begin Dataset
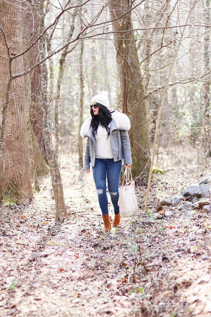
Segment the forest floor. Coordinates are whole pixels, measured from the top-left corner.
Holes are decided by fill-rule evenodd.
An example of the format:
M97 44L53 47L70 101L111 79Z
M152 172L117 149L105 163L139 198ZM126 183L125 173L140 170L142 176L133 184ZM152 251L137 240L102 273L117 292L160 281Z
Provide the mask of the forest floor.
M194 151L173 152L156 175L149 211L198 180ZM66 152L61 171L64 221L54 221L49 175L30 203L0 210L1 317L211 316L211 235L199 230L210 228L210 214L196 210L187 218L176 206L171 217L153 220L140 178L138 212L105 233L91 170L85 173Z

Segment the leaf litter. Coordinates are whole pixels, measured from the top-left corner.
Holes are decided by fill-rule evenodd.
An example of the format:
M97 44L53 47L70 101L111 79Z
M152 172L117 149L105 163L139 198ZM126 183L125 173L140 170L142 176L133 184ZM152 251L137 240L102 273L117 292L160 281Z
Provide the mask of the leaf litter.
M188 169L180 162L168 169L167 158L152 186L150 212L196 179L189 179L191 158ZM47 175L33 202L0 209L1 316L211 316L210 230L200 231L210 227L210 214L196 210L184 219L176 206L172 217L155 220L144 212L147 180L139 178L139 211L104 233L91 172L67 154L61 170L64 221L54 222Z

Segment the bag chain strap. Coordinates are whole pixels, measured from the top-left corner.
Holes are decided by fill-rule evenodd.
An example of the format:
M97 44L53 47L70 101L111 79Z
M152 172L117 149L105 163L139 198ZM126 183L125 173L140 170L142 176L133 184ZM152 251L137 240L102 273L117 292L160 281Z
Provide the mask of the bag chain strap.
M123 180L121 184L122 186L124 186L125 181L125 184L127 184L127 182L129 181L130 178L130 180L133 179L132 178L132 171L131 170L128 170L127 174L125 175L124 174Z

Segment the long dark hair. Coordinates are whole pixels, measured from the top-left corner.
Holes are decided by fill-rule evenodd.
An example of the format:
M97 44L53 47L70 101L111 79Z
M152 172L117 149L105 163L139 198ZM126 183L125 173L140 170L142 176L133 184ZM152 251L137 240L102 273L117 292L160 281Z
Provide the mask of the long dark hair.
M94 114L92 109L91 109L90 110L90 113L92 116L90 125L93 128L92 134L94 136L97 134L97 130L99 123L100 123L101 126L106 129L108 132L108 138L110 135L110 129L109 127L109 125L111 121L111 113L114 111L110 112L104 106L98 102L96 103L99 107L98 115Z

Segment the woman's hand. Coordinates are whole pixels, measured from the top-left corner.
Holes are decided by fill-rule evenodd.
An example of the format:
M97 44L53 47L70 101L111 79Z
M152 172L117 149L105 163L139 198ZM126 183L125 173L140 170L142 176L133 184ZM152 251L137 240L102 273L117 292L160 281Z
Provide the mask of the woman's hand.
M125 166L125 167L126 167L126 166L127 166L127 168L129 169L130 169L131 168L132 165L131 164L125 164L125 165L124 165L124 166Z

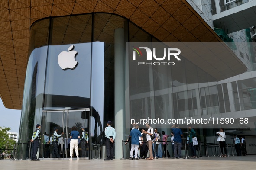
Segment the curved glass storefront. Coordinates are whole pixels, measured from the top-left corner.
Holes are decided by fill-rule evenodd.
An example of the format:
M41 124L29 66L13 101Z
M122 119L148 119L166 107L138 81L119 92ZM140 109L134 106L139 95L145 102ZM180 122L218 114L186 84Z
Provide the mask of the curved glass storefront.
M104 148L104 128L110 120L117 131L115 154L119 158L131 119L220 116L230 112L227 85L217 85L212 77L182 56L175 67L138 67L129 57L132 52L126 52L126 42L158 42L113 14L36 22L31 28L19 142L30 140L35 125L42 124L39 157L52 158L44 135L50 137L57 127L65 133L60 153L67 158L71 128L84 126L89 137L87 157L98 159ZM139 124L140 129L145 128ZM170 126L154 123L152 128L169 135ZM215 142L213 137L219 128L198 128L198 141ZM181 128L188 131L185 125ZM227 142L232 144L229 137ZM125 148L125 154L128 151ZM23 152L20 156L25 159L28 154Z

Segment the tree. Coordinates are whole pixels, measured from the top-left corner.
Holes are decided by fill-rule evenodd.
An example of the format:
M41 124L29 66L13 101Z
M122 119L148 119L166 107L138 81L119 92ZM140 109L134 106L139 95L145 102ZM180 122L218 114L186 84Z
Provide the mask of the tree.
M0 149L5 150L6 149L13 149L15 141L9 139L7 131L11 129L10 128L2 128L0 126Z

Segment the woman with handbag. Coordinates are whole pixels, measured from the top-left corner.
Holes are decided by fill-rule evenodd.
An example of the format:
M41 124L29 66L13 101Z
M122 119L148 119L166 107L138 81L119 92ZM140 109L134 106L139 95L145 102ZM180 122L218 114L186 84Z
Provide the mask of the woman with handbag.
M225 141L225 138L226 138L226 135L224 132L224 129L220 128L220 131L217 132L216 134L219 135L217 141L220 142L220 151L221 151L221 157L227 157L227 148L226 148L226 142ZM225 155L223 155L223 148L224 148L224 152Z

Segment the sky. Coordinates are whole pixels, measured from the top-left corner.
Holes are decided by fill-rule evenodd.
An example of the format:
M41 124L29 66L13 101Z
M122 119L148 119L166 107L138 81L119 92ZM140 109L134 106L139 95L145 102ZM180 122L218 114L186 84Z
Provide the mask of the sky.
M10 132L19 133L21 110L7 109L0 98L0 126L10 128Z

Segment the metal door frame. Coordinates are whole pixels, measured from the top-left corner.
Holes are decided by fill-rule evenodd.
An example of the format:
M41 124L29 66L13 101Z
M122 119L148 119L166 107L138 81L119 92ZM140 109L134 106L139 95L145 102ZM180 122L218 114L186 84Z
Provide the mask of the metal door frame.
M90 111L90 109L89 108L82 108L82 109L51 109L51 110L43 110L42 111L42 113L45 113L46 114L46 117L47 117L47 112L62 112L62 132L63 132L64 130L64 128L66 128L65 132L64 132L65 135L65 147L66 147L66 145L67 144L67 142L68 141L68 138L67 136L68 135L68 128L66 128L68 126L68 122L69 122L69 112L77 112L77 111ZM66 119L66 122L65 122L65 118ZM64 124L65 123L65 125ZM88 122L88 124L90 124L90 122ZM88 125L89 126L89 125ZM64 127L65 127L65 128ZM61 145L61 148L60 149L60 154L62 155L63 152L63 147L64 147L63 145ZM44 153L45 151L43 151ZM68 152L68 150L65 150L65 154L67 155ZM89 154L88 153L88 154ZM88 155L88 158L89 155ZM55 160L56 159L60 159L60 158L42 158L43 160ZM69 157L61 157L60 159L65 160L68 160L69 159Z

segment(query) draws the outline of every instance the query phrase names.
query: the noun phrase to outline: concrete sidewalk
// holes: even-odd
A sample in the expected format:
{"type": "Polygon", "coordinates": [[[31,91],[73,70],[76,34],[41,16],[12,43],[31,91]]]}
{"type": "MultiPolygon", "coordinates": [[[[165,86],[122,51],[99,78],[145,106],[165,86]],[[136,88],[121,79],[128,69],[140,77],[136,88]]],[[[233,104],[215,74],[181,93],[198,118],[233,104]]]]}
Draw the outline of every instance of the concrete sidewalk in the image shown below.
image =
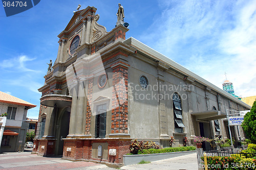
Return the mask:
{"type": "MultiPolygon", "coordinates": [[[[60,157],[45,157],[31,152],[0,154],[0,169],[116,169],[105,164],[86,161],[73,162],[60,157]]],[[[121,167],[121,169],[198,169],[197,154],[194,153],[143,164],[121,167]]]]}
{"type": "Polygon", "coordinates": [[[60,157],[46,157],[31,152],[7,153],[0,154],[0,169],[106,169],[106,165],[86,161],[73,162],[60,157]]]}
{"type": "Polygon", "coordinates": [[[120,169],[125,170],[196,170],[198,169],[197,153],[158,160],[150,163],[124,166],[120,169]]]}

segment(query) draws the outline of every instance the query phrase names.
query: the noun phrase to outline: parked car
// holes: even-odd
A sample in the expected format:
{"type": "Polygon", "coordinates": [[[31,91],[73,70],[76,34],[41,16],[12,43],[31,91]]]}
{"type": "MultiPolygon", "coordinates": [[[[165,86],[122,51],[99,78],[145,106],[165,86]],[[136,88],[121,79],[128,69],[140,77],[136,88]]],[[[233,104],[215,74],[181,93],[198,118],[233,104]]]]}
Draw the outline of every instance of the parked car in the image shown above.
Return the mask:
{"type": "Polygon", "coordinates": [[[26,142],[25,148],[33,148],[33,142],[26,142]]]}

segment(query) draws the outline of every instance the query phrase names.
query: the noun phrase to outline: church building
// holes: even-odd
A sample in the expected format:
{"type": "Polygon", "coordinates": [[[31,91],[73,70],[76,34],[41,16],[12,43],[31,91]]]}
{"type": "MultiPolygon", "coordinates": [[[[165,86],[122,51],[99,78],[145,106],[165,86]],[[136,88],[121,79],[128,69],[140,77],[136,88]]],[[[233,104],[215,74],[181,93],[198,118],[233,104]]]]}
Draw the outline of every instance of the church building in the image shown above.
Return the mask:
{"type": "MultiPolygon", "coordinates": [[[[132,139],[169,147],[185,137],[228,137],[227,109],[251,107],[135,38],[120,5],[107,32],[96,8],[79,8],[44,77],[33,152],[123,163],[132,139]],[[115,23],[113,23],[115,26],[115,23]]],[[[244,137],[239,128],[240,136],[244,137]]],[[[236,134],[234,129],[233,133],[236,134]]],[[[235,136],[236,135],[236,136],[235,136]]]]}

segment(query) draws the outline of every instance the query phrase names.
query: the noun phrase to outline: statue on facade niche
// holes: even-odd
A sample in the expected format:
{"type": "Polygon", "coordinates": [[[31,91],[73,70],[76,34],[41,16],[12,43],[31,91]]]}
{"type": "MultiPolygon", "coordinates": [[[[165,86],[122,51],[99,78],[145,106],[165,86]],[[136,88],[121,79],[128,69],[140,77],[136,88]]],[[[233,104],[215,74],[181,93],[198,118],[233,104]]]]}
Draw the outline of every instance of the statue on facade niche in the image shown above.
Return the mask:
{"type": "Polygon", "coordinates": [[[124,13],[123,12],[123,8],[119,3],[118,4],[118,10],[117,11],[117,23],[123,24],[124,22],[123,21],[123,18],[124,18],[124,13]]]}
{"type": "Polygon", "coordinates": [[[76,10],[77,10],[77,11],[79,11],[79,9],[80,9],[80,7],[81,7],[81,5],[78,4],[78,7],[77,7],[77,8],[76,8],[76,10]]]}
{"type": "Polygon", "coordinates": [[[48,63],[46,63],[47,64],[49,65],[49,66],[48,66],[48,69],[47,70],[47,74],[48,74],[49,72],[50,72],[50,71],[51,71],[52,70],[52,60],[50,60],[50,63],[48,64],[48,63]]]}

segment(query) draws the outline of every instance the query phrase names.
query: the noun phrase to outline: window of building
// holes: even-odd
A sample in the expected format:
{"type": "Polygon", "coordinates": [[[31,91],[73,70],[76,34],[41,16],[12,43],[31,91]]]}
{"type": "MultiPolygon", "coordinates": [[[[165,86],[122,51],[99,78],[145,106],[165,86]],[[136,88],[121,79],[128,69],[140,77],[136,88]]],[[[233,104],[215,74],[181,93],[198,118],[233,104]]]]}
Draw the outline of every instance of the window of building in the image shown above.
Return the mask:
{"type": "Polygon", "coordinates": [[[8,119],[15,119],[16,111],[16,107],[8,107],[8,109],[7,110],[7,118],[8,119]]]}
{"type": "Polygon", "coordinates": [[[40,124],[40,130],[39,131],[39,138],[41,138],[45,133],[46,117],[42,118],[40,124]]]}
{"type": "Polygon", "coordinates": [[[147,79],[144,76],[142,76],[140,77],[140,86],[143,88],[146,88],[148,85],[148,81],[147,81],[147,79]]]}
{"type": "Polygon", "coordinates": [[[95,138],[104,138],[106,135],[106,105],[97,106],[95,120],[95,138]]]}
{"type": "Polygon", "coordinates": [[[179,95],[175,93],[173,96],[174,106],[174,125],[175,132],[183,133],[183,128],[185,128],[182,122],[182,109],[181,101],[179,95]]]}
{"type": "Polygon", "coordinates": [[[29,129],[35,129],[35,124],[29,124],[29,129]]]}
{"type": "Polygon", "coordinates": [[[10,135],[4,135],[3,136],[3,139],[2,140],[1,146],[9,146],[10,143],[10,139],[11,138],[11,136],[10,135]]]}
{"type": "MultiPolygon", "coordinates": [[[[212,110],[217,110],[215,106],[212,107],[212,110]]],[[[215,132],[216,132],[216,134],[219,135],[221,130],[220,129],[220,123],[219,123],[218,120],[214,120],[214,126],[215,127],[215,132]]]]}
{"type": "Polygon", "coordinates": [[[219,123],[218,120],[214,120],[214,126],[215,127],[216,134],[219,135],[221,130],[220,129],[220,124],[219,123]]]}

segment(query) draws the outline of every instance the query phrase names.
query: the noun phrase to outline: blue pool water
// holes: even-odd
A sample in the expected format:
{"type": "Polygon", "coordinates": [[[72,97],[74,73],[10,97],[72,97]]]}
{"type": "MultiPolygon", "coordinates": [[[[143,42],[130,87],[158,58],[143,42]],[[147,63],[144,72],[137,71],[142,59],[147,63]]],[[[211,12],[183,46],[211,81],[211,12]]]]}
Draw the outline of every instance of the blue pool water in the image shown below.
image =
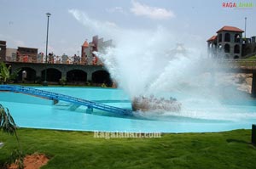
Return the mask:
end Dataset
begin Dataset
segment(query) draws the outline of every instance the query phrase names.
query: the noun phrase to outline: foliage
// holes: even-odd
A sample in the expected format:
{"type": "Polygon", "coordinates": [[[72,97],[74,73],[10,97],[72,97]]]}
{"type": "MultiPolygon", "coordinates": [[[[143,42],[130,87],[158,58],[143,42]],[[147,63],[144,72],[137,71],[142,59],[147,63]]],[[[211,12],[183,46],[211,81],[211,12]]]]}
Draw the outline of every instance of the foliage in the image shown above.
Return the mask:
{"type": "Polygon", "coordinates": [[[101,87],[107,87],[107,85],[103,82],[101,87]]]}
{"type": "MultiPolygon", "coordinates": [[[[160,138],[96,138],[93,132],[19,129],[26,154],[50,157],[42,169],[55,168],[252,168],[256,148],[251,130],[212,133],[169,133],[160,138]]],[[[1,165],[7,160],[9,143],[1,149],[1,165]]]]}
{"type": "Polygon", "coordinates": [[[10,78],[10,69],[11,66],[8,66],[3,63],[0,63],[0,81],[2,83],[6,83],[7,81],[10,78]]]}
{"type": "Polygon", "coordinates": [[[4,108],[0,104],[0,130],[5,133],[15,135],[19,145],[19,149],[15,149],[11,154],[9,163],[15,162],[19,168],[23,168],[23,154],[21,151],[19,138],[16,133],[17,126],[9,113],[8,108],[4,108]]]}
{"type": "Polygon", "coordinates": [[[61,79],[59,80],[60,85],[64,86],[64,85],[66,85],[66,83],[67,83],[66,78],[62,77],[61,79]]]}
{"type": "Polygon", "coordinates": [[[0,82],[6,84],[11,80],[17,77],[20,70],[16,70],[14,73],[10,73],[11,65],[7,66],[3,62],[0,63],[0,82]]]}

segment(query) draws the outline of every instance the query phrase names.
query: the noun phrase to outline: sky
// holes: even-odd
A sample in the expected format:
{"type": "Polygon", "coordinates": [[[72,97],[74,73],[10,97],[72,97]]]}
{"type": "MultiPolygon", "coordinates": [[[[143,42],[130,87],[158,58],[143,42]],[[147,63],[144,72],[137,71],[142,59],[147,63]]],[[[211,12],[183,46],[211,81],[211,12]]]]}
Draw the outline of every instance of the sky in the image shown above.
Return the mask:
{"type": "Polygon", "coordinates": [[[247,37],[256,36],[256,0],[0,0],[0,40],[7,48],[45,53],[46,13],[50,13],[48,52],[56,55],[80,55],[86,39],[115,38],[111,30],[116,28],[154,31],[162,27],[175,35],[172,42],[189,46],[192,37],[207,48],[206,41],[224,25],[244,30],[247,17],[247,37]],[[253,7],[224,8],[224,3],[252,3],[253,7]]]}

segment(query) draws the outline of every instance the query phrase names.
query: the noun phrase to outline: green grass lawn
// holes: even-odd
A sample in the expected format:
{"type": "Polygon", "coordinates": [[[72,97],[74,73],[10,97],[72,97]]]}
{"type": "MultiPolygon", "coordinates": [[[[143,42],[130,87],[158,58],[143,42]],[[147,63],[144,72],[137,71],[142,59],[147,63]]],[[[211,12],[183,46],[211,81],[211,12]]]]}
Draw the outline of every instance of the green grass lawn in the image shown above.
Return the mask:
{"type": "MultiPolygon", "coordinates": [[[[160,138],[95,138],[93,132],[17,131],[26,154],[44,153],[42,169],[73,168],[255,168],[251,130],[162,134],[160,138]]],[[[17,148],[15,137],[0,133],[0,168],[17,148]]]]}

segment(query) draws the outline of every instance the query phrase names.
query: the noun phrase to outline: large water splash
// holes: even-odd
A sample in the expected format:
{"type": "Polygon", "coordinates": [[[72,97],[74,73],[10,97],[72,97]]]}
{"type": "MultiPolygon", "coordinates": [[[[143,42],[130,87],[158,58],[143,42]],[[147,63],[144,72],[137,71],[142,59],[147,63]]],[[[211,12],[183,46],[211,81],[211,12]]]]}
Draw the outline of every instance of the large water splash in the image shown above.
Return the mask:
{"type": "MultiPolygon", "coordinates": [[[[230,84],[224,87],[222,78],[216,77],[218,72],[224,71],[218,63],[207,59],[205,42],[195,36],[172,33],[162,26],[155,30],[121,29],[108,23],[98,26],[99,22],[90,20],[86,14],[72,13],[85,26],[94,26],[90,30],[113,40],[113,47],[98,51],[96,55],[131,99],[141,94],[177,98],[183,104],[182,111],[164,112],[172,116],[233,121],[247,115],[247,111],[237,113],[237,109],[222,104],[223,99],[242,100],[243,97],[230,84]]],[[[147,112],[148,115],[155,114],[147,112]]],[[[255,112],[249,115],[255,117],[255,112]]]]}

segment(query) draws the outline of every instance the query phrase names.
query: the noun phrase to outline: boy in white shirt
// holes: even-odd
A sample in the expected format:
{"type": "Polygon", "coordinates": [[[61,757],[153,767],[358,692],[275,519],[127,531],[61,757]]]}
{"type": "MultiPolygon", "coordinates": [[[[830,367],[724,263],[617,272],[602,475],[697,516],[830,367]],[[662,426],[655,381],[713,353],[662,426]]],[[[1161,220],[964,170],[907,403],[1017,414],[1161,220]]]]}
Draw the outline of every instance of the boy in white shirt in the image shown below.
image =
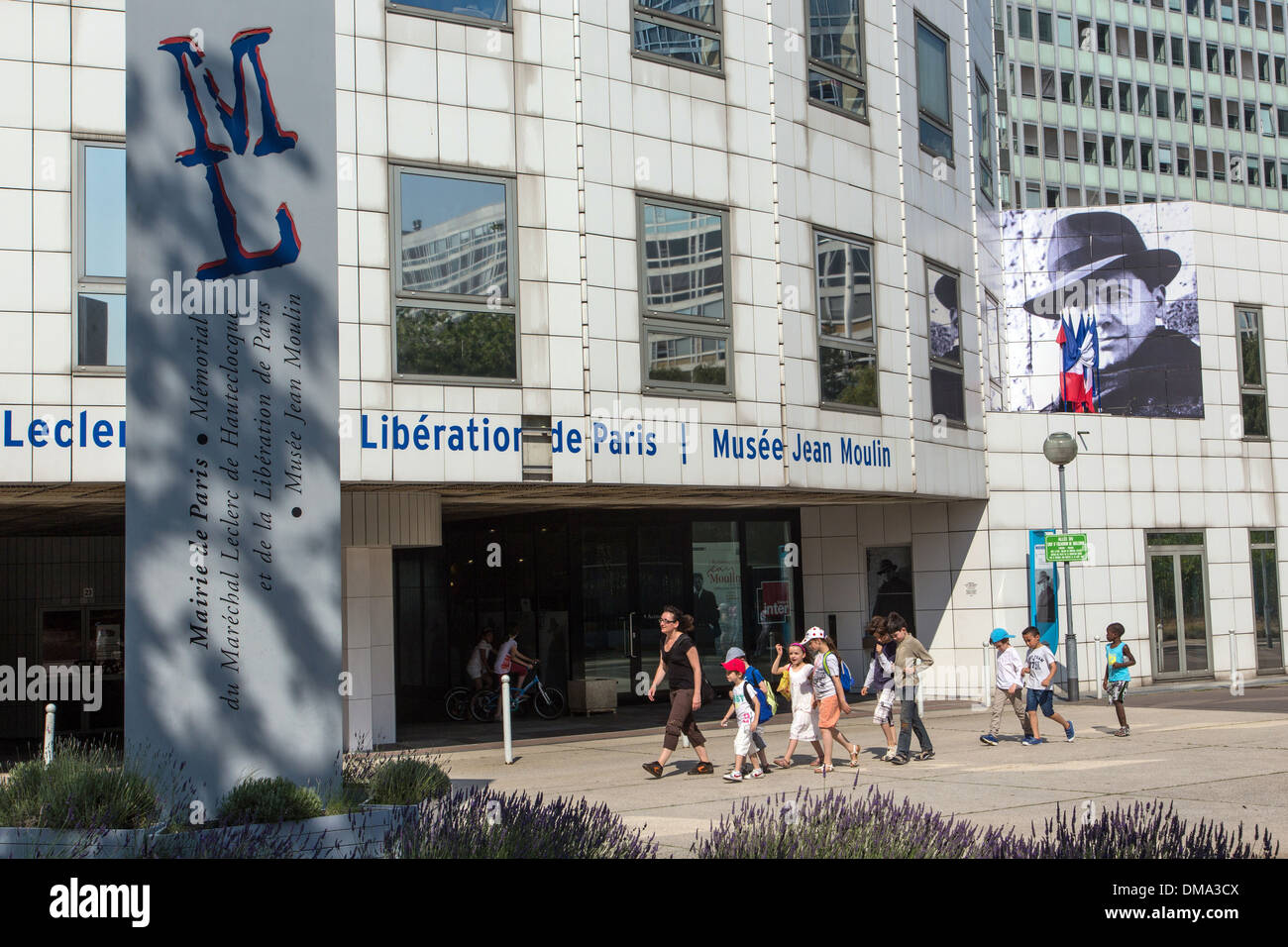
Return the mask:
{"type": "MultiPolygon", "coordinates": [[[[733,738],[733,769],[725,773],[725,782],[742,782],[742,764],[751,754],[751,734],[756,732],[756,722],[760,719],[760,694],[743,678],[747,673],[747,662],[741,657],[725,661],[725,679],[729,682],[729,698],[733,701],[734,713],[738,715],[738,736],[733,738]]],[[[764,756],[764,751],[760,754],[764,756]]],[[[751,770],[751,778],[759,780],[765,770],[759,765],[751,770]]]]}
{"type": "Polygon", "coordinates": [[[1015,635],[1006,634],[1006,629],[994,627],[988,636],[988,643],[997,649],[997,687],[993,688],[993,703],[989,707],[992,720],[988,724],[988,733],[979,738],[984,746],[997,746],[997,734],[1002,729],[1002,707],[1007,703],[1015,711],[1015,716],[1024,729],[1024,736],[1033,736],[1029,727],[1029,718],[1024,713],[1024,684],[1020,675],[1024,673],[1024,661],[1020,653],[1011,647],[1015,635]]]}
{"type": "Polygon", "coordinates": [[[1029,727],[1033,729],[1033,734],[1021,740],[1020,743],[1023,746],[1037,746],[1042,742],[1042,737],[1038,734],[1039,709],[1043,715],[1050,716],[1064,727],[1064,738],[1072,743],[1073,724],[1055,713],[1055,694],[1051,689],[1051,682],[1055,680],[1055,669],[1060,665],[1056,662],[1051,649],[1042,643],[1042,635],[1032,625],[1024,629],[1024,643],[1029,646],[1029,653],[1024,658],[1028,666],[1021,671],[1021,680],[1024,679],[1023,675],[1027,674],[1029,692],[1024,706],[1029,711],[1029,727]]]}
end Dataset
## Problem description
Count the lines that contain the string "foliage" and reply with the number alone.

## Correct answer
2